Task description
Quote the listing below word for word, from its first line up to and including the line with "Query: white saucer". Leave the picture out of your answer.
□ □ □ □ □ □ □
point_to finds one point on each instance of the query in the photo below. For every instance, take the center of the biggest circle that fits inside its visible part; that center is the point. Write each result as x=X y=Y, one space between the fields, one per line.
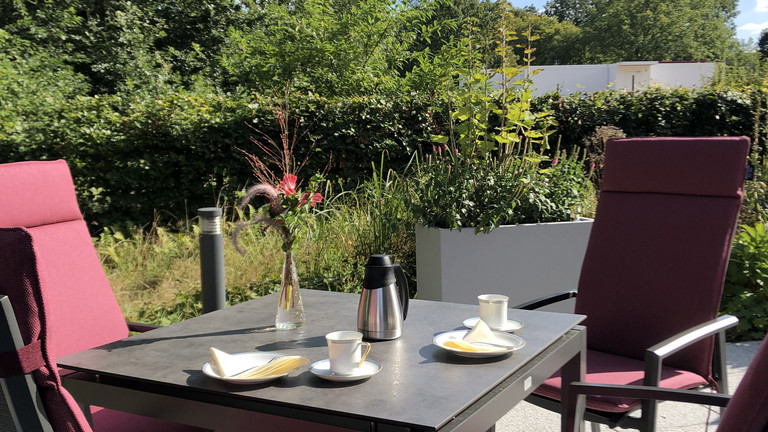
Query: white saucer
x=256 y=358
x=322 y=369
x=510 y=326
x=515 y=343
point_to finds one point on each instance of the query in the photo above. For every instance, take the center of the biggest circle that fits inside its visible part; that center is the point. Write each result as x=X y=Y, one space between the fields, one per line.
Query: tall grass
x=155 y=272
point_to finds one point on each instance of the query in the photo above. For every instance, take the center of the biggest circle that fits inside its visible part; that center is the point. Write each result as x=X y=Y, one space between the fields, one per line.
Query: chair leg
x=719 y=370
x=648 y=415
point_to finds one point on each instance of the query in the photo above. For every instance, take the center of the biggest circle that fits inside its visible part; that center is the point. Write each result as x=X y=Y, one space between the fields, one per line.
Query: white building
x=630 y=76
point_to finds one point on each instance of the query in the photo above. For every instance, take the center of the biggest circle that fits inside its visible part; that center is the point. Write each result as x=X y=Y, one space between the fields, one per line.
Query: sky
x=752 y=18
□ □ □ □ □ □ □
Output of the task
point_to finds one point on each instance of the query in the photo below. For every instance, take the center of the biggest circle that fits inside its visible part; that center is the point. Write each result as x=X y=Y, one space between the fields, one per line.
Query: white saucer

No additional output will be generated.